EXERCISE TASK A – Update the entries from their first line through the line containing "top-left (0, 0), bottom-right (399, 144)", changing "foliage" to "leaves" and leaving everything else as it is.

### PASSAGE ###

Beyond Causal Language Modeling

A deep dive into “Not All Tokens Are What You Need for Pretraining”

Introduction

A few days ago, I had the chance to present at a local reading group that focused on some of the most exciting and insightful papers from NeurIPS 2024. As a presenter, I selected a paper titled “Not All Tokens Are What You Need for Pretraining”. It addresses a super simple but reasonable question: do we really need to apply the next-token prediction loss to all tokens during language model pretraining?

Most of us have gotten used to the standard approach: feed in a huge web-scraping corpus, apply causal language modeling (CLM) across every token, and trust that bigger is better. The authors of this paper push back on that assumption, instead arguing that some tokens might actually be detrimental to the learning process. From their analysis, it becomes clear that focusing your training budget on particularly “useful” tokens can yield significant efficiency and performance gains in data efficiency and downstream tasks.

In this post, I’ll summarize the paper’s core ideas of the proposed method called Selective Language Modeling (SLM) and share some insights from the experiments that impressed me the most.

Background

Token-Level Noise in Large Web Corpora

When you scrape huge amounts of texts from the web, it’s no surprise to find a fair amount of noise. Researchers have tried refining their corpora by applying document-level filters — removing entire documents that look suspicious or low quality. However, the authors note that noise can exist inside documents as well: a good article might still contain a handful of nonsense or extremely unpredictable tokens. If your model is forced to learn from everything, these noisy tokens can waste computation or even confuse the model.

Token-Level Learning Dynamics

By examining training checkpoints at multiple stages, the authors categorized tokens based on whether their cross-entropy loss was high or low over time:

• L→L (low to low): These tokens are learned early and remain “easy” for the model, giving no further significant gradient updates later on.
• H→L (high to low): A subset that starts off hard and eventually gets learned. This means that those tokens still have significant room for improvement in learning.

###

EXERCISE TASK B – Reproduce the article on Selective Language Modeling in full, word for word.

### DATASET ENTRIES ###

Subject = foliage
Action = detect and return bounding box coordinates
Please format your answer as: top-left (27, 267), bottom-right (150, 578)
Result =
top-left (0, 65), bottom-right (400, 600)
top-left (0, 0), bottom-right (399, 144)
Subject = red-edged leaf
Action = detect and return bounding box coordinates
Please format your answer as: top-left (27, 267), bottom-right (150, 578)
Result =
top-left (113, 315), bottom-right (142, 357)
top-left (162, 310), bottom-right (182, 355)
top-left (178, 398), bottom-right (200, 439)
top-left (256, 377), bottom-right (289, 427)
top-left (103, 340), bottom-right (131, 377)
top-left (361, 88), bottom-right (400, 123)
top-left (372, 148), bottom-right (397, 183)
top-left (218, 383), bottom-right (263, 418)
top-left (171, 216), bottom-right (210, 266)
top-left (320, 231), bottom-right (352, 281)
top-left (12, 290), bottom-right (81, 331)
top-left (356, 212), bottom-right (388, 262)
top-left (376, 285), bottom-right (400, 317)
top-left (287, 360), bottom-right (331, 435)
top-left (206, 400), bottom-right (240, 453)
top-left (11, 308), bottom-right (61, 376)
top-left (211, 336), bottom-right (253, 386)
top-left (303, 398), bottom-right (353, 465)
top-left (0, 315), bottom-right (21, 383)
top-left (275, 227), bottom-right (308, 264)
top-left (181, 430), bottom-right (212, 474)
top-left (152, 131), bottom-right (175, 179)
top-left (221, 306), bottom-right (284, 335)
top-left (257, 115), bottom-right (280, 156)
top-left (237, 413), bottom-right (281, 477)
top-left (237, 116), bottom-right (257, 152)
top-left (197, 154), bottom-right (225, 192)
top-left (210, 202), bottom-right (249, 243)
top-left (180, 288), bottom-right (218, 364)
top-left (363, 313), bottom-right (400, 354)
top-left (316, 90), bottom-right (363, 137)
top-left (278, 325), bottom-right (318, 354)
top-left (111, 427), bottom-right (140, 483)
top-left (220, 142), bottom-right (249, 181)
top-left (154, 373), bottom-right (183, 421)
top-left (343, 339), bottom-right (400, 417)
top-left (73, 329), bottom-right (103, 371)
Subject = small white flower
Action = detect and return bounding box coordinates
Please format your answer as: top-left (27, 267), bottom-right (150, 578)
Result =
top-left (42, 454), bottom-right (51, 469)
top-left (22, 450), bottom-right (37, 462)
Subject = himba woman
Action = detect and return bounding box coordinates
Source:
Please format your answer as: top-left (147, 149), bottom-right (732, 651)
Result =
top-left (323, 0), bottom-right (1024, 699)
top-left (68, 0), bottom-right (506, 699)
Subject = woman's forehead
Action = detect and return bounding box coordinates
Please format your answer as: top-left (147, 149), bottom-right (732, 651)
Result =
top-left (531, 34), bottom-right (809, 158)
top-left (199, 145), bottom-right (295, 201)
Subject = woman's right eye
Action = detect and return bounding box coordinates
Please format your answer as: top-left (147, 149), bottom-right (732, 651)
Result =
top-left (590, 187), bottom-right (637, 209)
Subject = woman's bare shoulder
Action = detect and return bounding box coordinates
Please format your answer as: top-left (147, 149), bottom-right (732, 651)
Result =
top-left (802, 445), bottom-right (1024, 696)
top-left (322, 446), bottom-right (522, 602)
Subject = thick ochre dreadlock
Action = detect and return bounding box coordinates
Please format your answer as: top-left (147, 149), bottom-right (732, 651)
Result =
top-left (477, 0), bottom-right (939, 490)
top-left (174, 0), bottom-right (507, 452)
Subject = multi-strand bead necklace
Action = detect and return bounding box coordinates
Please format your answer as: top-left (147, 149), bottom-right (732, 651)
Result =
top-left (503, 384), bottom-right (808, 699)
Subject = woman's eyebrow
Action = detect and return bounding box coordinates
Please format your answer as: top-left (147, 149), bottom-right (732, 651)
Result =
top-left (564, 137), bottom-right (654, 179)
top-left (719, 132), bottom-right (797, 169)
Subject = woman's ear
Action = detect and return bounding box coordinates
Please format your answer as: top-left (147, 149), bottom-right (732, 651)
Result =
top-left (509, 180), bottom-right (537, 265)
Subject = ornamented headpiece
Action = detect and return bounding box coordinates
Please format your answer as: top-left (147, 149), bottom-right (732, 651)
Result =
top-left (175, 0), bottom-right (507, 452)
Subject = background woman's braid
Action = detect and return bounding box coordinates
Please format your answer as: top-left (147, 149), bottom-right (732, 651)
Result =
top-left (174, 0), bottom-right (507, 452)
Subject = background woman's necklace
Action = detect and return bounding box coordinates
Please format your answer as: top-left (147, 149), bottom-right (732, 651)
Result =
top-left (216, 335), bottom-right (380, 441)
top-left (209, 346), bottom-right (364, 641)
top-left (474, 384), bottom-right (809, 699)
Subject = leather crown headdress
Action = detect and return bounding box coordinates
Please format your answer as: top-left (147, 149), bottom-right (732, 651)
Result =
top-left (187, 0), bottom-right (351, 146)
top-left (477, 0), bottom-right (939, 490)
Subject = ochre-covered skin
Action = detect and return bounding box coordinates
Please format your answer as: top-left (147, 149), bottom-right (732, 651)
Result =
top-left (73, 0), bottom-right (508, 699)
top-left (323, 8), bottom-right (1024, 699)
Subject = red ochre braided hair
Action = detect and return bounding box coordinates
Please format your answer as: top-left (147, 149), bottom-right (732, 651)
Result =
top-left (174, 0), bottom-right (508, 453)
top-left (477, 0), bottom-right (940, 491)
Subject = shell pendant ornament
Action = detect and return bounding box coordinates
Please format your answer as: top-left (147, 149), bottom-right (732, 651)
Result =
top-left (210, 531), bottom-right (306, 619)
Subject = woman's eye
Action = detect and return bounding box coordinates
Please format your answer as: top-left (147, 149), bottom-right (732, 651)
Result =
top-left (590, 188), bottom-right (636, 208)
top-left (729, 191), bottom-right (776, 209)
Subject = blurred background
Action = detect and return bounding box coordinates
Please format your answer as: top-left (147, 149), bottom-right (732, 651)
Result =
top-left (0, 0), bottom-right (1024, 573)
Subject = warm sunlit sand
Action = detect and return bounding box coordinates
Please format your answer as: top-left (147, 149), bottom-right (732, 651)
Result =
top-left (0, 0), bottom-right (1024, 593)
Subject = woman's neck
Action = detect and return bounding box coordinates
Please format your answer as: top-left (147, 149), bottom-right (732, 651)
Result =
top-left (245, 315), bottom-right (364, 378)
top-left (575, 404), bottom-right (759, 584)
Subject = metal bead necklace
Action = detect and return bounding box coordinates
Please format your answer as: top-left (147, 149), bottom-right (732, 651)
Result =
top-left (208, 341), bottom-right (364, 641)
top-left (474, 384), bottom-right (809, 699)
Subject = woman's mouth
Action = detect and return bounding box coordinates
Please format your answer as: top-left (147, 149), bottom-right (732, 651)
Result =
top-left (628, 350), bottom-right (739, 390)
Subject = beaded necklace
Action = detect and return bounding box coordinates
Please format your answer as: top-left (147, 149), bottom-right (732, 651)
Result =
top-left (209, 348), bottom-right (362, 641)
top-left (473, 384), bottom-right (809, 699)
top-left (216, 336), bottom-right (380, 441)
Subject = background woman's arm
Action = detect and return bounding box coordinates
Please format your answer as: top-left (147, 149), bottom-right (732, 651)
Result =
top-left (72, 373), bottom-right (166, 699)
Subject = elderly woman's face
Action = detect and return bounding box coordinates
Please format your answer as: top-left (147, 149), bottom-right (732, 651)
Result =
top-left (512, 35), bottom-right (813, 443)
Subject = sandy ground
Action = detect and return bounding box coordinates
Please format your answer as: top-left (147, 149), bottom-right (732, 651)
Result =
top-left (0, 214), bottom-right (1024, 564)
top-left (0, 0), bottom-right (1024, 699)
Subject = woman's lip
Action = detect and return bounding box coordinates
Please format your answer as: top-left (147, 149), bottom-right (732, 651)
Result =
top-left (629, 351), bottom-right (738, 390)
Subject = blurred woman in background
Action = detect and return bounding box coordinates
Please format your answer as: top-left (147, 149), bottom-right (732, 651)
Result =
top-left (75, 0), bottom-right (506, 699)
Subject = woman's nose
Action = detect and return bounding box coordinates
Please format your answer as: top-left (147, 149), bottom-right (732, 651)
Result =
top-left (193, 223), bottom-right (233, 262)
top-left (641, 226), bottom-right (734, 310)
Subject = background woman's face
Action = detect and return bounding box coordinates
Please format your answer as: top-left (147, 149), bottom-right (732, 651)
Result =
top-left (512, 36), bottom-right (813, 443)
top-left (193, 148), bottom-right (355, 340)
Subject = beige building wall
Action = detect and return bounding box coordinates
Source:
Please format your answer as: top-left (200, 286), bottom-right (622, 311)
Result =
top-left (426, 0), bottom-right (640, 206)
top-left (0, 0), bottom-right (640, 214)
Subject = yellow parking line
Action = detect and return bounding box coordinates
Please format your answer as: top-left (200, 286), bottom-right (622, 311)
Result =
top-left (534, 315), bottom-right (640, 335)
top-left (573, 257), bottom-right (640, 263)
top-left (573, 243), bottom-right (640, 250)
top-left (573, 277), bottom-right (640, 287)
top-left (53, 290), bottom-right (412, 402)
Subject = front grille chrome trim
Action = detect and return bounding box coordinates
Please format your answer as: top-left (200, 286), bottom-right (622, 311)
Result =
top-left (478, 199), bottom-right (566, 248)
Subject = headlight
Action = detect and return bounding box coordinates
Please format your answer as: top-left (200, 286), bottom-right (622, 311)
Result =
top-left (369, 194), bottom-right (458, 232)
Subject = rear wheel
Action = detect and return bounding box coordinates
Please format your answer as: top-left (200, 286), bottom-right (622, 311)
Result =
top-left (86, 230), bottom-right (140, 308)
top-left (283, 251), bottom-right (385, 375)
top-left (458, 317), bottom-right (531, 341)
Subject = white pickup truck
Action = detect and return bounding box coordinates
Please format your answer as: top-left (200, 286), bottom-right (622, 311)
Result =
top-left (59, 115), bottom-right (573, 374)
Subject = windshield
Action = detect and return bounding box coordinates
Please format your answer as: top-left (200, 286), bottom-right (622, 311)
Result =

###

SOLUTION A –
Subject = leaves
Action = detect and return bounding box coordinates
Please format your answer as: top-left (27, 267), bottom-right (150, 578)
Result =
top-left (0, 65), bottom-right (400, 600)
top-left (0, 0), bottom-right (399, 144)

SOLUTION B –
Beyond Causal Language Modeling

A deep dive into “Not All Tokens Are What You Need for Pretraining”

Introduction

A few days ago, I had the chance to present at a local reading group that focused on some of the most exciting and insightful papers from NeurIPS 2024. As a presenter, I selected a paper titled “Not All Tokens Are What You Need for Pretraining”. It addresses a super simple but reasonable question: do we really need to apply the next-token prediction loss to all tokens during language model pretraining?

Most of us have gotten used to the standard approach: feed in a huge web-scraping corpus, apply causal language modeling (CLM) across every token, and trust that bigger is better. The authors of this paper push back on that assumption, instead arguing that some tokens might actually be detrimental to the learning process. From their analysis, it becomes clear that focusing your training budget on particularly “useful” tokens can yield significant efficiency and performance gains in data efficiency and downstream tasks.

In this post, I’ll summarize the paper’s core ideas of the proposed method called Selective Language Modeling (SLM) and share some insights from the experiments that impressed me the most.

Background

Token-Level Noise in Large Web Corpora

When you scrape huge amounts of texts from the web, it’s no surprise to find a fair amount of noise. Researchers have tried refining their corpora by applying document-level filters — removing entire documents that look suspicious or low quality. However, the authors note that noise can exist inside documents as well: a good article might still contain a handful of nonsense or extremely unpredictable tokens. If your model is forced to learn from everything, these noisy tokens can waste computation or even confuse the model.

Token-Level Learning Dynamics

By examining training checkpoints at multiple stages, the authors categorized tokens based on whether their cross-entropy loss was high or low over time:

• L→L (low to low): These tokens are learned early and remain “easy” for the model, giving no further significant gradient updates later on.
• H→L (high to low): A subset that starts off hard and eventually gets learned. This means that those tokens still have significant room for improvement in learning.